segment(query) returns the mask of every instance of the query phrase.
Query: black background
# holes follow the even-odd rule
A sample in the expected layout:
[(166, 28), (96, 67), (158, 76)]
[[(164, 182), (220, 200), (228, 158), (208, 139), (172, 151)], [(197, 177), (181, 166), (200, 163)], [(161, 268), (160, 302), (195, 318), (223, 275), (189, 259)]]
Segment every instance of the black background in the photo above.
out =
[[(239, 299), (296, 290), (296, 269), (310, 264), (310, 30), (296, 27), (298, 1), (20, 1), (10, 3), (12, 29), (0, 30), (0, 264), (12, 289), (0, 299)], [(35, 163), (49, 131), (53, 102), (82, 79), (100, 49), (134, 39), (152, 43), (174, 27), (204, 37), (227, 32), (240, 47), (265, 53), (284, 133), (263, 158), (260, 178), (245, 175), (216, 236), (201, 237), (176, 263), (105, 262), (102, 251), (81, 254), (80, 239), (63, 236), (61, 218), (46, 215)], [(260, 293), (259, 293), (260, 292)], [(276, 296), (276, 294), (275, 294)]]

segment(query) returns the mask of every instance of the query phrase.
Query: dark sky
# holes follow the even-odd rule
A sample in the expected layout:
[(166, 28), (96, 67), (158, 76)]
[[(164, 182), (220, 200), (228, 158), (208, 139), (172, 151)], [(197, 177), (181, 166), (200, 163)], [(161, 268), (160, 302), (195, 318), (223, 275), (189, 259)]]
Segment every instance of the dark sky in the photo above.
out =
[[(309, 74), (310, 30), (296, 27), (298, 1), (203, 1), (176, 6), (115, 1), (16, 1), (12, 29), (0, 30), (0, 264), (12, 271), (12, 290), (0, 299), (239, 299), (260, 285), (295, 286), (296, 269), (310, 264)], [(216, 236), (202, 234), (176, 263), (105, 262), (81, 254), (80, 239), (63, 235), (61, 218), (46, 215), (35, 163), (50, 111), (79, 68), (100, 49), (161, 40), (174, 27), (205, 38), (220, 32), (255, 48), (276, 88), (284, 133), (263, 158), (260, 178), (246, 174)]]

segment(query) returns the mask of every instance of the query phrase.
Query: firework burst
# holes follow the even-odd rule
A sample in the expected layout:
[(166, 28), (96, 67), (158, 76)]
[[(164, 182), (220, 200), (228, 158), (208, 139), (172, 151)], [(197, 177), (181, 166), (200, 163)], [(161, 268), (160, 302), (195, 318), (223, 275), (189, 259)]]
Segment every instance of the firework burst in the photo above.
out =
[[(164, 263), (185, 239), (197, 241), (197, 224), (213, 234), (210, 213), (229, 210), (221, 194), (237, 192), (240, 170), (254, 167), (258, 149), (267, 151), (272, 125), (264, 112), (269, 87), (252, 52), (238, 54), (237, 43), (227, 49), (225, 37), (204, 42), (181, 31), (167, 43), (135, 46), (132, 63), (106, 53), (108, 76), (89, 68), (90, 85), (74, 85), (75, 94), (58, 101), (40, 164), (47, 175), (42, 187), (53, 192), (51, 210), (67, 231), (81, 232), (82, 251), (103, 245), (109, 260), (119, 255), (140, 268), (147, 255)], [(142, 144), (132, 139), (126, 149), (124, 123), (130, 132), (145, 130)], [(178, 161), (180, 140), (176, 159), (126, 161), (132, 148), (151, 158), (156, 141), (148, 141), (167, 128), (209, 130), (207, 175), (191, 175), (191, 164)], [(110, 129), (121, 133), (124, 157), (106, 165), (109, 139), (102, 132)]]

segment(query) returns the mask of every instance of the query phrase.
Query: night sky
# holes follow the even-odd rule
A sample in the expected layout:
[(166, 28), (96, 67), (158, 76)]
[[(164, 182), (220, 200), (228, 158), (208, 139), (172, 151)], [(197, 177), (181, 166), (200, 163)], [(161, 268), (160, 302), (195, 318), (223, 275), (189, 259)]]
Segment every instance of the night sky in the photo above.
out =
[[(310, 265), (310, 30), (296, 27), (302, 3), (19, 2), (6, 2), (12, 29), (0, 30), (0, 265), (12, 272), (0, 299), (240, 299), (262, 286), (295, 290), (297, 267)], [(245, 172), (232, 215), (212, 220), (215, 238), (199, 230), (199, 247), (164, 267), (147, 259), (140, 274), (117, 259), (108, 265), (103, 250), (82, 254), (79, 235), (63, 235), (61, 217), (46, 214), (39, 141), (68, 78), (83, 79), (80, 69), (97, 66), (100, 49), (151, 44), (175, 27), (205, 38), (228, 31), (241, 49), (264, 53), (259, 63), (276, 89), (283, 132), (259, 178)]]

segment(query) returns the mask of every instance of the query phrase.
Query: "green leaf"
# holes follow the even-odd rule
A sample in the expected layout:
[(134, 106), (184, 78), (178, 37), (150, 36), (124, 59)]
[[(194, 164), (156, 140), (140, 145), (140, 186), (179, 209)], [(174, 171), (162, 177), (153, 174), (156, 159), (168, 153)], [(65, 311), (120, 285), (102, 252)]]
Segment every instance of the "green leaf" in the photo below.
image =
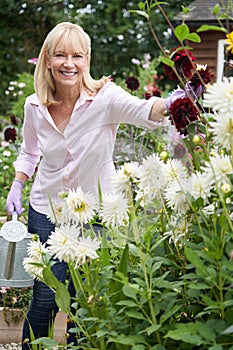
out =
[[(36, 339), (36, 340), (33, 340), (31, 342), (31, 344), (33, 345), (43, 345), (43, 349), (47, 349), (47, 350), (50, 350), (50, 349), (54, 349), (54, 348), (57, 348), (58, 346), (58, 342), (56, 340), (53, 340), (49, 337), (41, 337), (39, 339)], [(32, 346), (32, 349), (34, 347)], [(37, 349), (38, 347), (36, 347)]]
[(146, 320), (146, 318), (143, 316), (143, 314), (139, 311), (126, 311), (125, 314), (131, 318), (136, 318), (137, 320)]
[(225, 300), (223, 302), (223, 305), (225, 308), (229, 307), (229, 306), (232, 306), (233, 305), (233, 300), (232, 299), (229, 299), (229, 300)]
[(144, 12), (144, 11), (140, 11), (140, 10), (129, 10), (129, 12), (137, 13), (138, 15), (145, 17), (147, 20), (149, 19), (148, 14), (147, 14), (146, 12)]
[(144, 10), (145, 10), (145, 3), (142, 2), (142, 1), (140, 1), (140, 2), (138, 3), (138, 7), (139, 7), (140, 11), (144, 11)]
[(184, 5), (181, 5), (182, 11), (185, 15), (187, 15), (190, 11), (192, 11), (193, 8), (186, 7)]
[(157, 332), (159, 328), (161, 328), (160, 324), (152, 324), (152, 326), (147, 327), (145, 331), (148, 335), (151, 335), (152, 333)]
[(108, 335), (108, 331), (107, 330), (98, 330), (96, 333), (96, 336), (97, 338), (102, 338), (104, 337), (105, 335)]
[(189, 27), (186, 24), (180, 24), (179, 26), (177, 26), (174, 30), (174, 34), (177, 37), (177, 39), (179, 41), (184, 41), (187, 36), (189, 35), (190, 31), (189, 31)]
[(194, 43), (200, 43), (201, 42), (201, 37), (197, 33), (190, 33), (186, 37), (187, 40), (190, 40)]
[(47, 266), (46, 268), (44, 268), (43, 278), (44, 278), (44, 282), (49, 288), (56, 289), (58, 285), (58, 280), (52, 273), (50, 267)]
[(170, 58), (167, 58), (167, 57), (161, 57), (161, 62), (163, 64), (166, 64), (166, 66), (169, 66), (169, 67), (174, 67), (175, 65), (175, 63)]
[(232, 20), (232, 17), (229, 16), (227, 13), (221, 13), (221, 15), (219, 16), (219, 19), (226, 19), (229, 18), (230, 20)]
[(166, 348), (161, 344), (156, 344), (156, 345), (150, 347), (150, 350), (166, 350)]
[(123, 299), (122, 295), (122, 286), (124, 283), (127, 282), (127, 272), (128, 272), (128, 256), (129, 256), (129, 246), (128, 244), (125, 245), (125, 248), (123, 250), (120, 263), (118, 266), (118, 269), (116, 271), (116, 276), (120, 277), (119, 280), (112, 280), (110, 284), (110, 290), (111, 293), (115, 295), (113, 296), (113, 303), (118, 303), (120, 300)]
[(108, 241), (106, 237), (106, 230), (102, 230), (102, 239), (101, 239), (101, 250), (99, 252), (101, 261), (103, 263), (103, 266), (109, 266), (110, 265), (110, 254), (109, 254), (109, 248), (108, 248)]
[(197, 332), (209, 342), (216, 341), (216, 333), (208, 322), (197, 322)]
[(227, 30), (223, 27), (218, 27), (218, 26), (214, 26), (214, 25), (208, 25), (208, 24), (203, 24), (202, 26), (200, 26), (200, 28), (197, 29), (197, 32), (205, 32), (207, 30), (216, 30), (219, 32), (224, 32), (227, 33)]
[(123, 345), (135, 345), (137, 343), (146, 344), (144, 337), (140, 335), (120, 334), (117, 337), (110, 337), (109, 343), (118, 343)]
[(65, 313), (70, 312), (70, 293), (67, 289), (67, 286), (63, 284), (62, 282), (58, 283), (56, 294), (55, 294), (55, 300), (57, 303), (57, 306)]
[(82, 278), (78, 269), (75, 269), (72, 263), (68, 263), (70, 275), (74, 284), (75, 290), (79, 290)]
[(118, 267), (118, 271), (122, 272), (125, 276), (127, 275), (127, 272), (128, 272), (128, 257), (129, 257), (129, 246), (128, 244), (126, 244), (121, 257), (119, 267)]
[(117, 305), (123, 305), (123, 306), (128, 306), (128, 307), (138, 307), (138, 304), (136, 304), (132, 300), (121, 300), (117, 303)]
[(183, 341), (185, 343), (194, 344), (194, 345), (202, 345), (203, 340), (198, 335), (193, 335), (191, 333), (184, 333), (183, 330), (172, 330), (168, 331), (165, 335), (165, 338), (171, 338), (174, 340)]
[[(150, 274), (151, 271), (147, 269), (147, 273)], [(143, 289), (146, 288), (146, 282), (143, 278), (134, 278), (133, 281), (139, 284), (139, 286), (142, 287)]]
[(173, 57), (177, 52), (181, 51), (181, 50), (192, 50), (191, 46), (180, 46), (177, 47), (174, 51), (172, 51), (172, 54), (170, 57)]
[(221, 9), (220, 5), (216, 4), (214, 6), (214, 8), (211, 9), (211, 12), (213, 13), (214, 16), (217, 16), (219, 14), (219, 12), (220, 12), (220, 9)]
[(233, 333), (233, 326), (227, 327), (221, 334), (232, 334)]
[(138, 247), (135, 244), (129, 243), (129, 251), (133, 256), (139, 256)]
[(179, 311), (180, 308), (181, 308), (181, 305), (176, 305), (176, 306), (173, 306), (171, 308), (168, 307), (166, 312), (164, 312), (164, 314), (161, 316), (160, 322), (164, 323), (166, 320), (171, 318), (172, 315), (174, 315), (177, 311)]
[(137, 284), (127, 284), (123, 287), (123, 293), (127, 297), (137, 300), (138, 288), (139, 286)]
[(145, 350), (145, 346), (142, 344), (134, 345), (131, 350)]
[(208, 286), (208, 284), (206, 284), (206, 283), (198, 283), (198, 282), (193, 282), (192, 283), (192, 282), (190, 282), (188, 284), (188, 288), (200, 290), (200, 289), (209, 289), (210, 286)]
[(215, 344), (213, 346), (210, 346), (209, 350), (223, 350), (223, 347), (221, 344)]
[(205, 309), (219, 309), (220, 305), (218, 304), (218, 302), (212, 300), (208, 295), (202, 294), (201, 295), (202, 300), (204, 301), (204, 303), (207, 305), (207, 307)]
[(196, 267), (198, 273), (202, 277), (208, 276), (208, 272), (206, 271), (206, 267), (197, 255), (197, 252), (193, 251), (192, 249), (185, 247), (185, 255), (187, 259)]
[(98, 322), (98, 317), (84, 317), (83, 318), (84, 321), (88, 321), (88, 322)]

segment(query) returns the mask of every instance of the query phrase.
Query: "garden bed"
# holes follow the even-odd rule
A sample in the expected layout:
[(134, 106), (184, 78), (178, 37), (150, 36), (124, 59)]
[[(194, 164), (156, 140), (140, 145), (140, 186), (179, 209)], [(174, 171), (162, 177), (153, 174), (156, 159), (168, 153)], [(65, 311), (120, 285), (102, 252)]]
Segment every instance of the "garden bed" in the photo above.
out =
[[(4, 319), (3, 308), (0, 308), (0, 344), (20, 343), (22, 336), (23, 320), (18, 323), (11, 322), (7, 324)], [(15, 312), (15, 310), (14, 310)], [(64, 335), (66, 333), (66, 315), (59, 312), (54, 326), (54, 339), (65, 343)]]

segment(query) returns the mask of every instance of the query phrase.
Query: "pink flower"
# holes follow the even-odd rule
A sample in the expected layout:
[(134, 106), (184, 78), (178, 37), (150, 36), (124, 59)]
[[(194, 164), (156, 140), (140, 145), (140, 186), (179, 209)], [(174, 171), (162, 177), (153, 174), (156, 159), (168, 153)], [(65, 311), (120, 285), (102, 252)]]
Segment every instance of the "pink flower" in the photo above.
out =
[(1, 287), (1, 293), (7, 293), (7, 289), (9, 289), (8, 287)]
[(37, 64), (37, 61), (38, 61), (38, 58), (37, 57), (33, 57), (33, 58), (29, 58), (28, 60), (28, 63), (31, 63), (31, 64)]
[[(3, 141), (1, 142), (1, 146), (2, 146), (2, 147), (8, 147), (8, 146), (9, 146), (9, 142), (3, 140)], [(3, 288), (3, 287), (2, 287), (2, 288)]]
[(136, 65), (140, 64), (140, 61), (137, 58), (132, 58), (131, 62)]

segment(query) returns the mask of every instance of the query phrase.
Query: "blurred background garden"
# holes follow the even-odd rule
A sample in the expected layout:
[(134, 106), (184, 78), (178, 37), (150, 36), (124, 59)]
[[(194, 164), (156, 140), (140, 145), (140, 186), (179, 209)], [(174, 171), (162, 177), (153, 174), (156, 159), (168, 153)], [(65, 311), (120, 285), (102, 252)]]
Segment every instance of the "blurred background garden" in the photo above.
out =
[[(160, 49), (145, 19), (130, 12), (138, 7), (138, 0), (1, 0), (0, 3), (0, 216), (4, 220), (5, 201), (14, 176), (12, 163), (21, 143), (25, 97), (33, 92), (33, 72), (40, 46), (55, 24), (72, 21), (85, 28), (92, 39), (91, 69), (97, 79), (111, 75), (127, 88), (127, 77), (136, 76), (140, 88), (132, 93), (140, 97), (146, 93), (146, 86), (149, 94), (161, 91), (166, 94), (175, 82), (164, 76), (158, 59)], [(181, 11), (181, 5), (190, 3), (190, 0), (177, 0), (171, 6), (167, 2), (168, 17), (172, 19)], [(175, 38), (164, 17), (157, 10), (151, 16), (161, 44), (174, 46)], [(135, 154), (143, 148), (154, 151), (157, 147), (155, 136), (138, 128), (122, 126), (118, 137), (121, 154)], [(121, 162), (120, 157), (116, 156), (116, 161)], [(23, 196), (26, 209), (29, 191), (30, 182), (27, 182)]]

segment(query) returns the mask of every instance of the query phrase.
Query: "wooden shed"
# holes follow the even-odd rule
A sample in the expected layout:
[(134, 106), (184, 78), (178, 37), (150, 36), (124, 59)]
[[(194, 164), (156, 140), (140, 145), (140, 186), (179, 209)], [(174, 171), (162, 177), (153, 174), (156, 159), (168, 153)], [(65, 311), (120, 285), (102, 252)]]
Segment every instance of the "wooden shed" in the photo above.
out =
[[(187, 15), (184, 15), (183, 12), (179, 13), (174, 18), (174, 24), (178, 25), (184, 20), (191, 32), (196, 31), (196, 29), (203, 24), (219, 26), (212, 10), (219, 4), (220, 13), (226, 12), (226, 8), (222, 6), (222, 1), (195, 0), (188, 6), (191, 11)], [(227, 7), (229, 0), (224, 1)], [(233, 13), (228, 13), (228, 15), (233, 16)], [(224, 20), (222, 23), (228, 30), (228, 33), (233, 30), (232, 20)], [(223, 76), (233, 76), (233, 68), (231, 62), (229, 63), (229, 61), (233, 59), (233, 55), (226, 50), (226, 34), (214, 30), (200, 32), (198, 34), (201, 37), (201, 43), (186, 43), (193, 48), (193, 55), (196, 57), (196, 62), (203, 65), (207, 64), (210, 71), (215, 74), (215, 80), (219, 81)]]

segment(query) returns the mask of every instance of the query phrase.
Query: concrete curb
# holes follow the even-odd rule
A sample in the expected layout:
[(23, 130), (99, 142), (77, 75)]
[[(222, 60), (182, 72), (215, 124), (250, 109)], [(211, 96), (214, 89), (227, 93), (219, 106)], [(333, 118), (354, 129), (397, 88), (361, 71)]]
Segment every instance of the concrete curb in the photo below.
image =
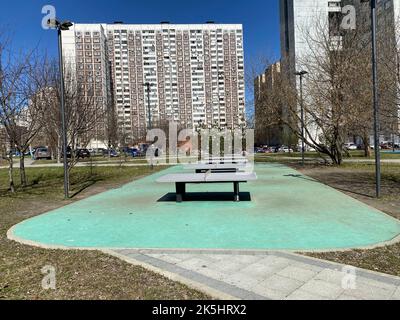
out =
[(228, 295), (228, 294), (226, 294), (226, 293), (224, 293), (222, 291), (219, 291), (219, 290), (216, 290), (216, 289), (211, 288), (209, 286), (206, 286), (205, 284), (202, 284), (200, 282), (196, 282), (196, 281), (190, 280), (188, 278), (182, 277), (180, 275), (177, 275), (175, 273), (172, 273), (172, 272), (157, 268), (157, 267), (155, 267), (155, 266), (153, 266), (151, 264), (136, 260), (134, 258), (125, 256), (123, 254), (119, 254), (118, 252), (115, 252), (115, 251), (112, 251), (112, 250), (101, 250), (101, 251), (103, 253), (105, 253), (105, 254), (110, 255), (110, 256), (119, 258), (119, 259), (121, 259), (121, 260), (123, 260), (123, 261), (125, 261), (127, 263), (134, 264), (134, 265), (143, 267), (143, 268), (145, 268), (147, 270), (150, 270), (150, 271), (153, 271), (155, 273), (158, 273), (158, 274), (160, 274), (160, 275), (162, 275), (162, 276), (164, 276), (164, 277), (166, 277), (166, 278), (168, 278), (168, 279), (170, 279), (172, 281), (177, 281), (179, 283), (187, 285), (190, 288), (196, 289), (198, 291), (201, 291), (201, 292), (205, 293), (206, 295), (209, 295), (213, 299), (216, 299), (216, 300), (239, 300), (238, 298), (236, 298), (234, 296)]

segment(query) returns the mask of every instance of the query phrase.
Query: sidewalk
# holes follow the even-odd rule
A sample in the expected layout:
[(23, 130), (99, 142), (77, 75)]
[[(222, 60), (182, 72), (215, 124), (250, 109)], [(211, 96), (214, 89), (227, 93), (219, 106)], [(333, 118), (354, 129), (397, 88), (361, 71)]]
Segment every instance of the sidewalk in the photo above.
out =
[(400, 300), (400, 278), (286, 252), (107, 253), (219, 299)]

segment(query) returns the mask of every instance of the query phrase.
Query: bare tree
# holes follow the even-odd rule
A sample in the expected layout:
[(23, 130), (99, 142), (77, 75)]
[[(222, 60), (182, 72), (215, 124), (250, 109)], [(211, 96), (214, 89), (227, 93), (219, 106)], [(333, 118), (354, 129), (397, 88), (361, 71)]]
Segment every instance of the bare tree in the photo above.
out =
[[(8, 155), (3, 156), (9, 162), (9, 186), (15, 192), (13, 178), (13, 153), (23, 149), (27, 140), (34, 135), (34, 129), (23, 123), (29, 104), (27, 86), (32, 53), (14, 55), (9, 41), (0, 38), (0, 123), (3, 126), (9, 146)], [(21, 183), (26, 185), (25, 168), (21, 160)]]
[[(55, 146), (57, 159), (60, 161), (63, 151), (61, 125), (61, 90), (57, 63), (50, 61), (46, 65), (45, 87), (40, 95), (42, 105), (41, 123)], [(107, 136), (107, 106), (103, 99), (95, 97), (94, 90), (86, 90), (77, 80), (70, 65), (64, 67), (65, 74), (65, 118), (68, 140), (68, 170), (75, 167), (79, 160), (77, 150), (85, 148), (92, 139)], [(92, 83), (92, 86), (94, 84)]]
[[(321, 21), (317, 19), (311, 28), (301, 30), (304, 45), (309, 48), (296, 66), (308, 72), (303, 87), (304, 138), (309, 147), (340, 165), (349, 136), (362, 137), (366, 153), (369, 150), (371, 50), (363, 30), (344, 34)], [(282, 125), (288, 137), (301, 139), (300, 88), (295, 70), (283, 71), (260, 97), (266, 115), (263, 118), (268, 125)]]

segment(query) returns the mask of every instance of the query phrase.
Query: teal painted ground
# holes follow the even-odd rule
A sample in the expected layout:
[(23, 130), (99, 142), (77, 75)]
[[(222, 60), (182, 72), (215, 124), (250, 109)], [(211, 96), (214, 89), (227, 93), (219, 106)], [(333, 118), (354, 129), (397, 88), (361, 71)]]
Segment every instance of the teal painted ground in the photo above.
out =
[[(179, 167), (27, 220), (16, 237), (87, 248), (338, 249), (400, 234), (400, 222), (281, 165), (257, 165), (242, 185), (252, 201), (159, 202), (174, 191), (155, 180)], [(231, 185), (189, 185), (232, 192)]]

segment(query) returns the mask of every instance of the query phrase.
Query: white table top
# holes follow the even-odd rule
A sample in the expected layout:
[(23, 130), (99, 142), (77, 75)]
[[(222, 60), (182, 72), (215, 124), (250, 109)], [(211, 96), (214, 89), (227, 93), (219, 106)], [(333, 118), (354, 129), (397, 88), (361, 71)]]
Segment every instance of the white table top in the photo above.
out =
[(158, 183), (207, 183), (207, 182), (247, 182), (257, 180), (256, 173), (176, 173), (167, 174)]
[(188, 164), (185, 170), (217, 170), (217, 169), (245, 169), (246, 163), (198, 163)]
————————
Lines with "firework" in the records above: copy every one of them.

Query: firework burst
Segment every instance of the firework burst in the photo above.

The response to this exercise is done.